*EXERCISE OBJECTIVE:* List every university, hospital, city, and country named in the article below about hospital infection control.
(EXCERPT PROVIDED)
A recent study led by Lund University researchers suggested that the hospitals should build premises and modify their infection control practices for infectious disease, which lacks effective antibiotics, and vulnerable to fast-spreading global pandemics.
Torsten Holmdahl, the Medical Consultant at the infection clinic at Skåne University Hospital, said that most of the hospitals all over the world including Sweden have become old and shabby. Hence, new methods can be used to design infection control routine in future.
Holmdahl was involved in the studies of planning and construction process of the new infection clinic at Skane University Hospital in Malmö. Holmdahl expressed his opinion when building new hospital premises; the greatest priority should be given to the infection control. Hence, he considered the involvement in new construction in Malmö as an opportunity to exhibit his plans.
The planning included all essential occupational categories in the clinic, including even construction of full-scale, fully-equipped model of a patient room for extensive tests of infection safety and working methods.
(End EXCERPT PROVIDED)
(SUPPLIED INFORMATION)
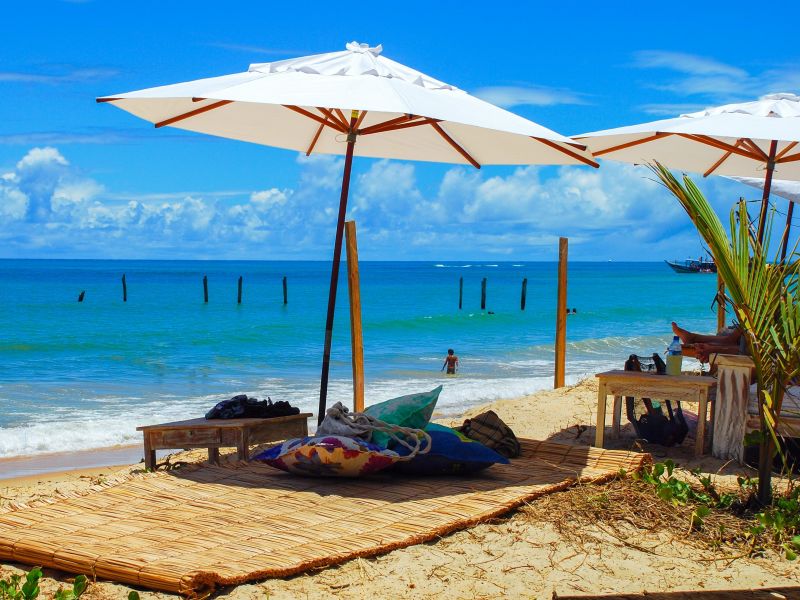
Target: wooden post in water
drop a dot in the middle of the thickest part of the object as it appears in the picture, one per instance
(End SUPPLIED INFORMATION)
*SOLUTION:* Lund University, Skåne University Hospital (also spelled Skane University Hospital), Sweden, Malmö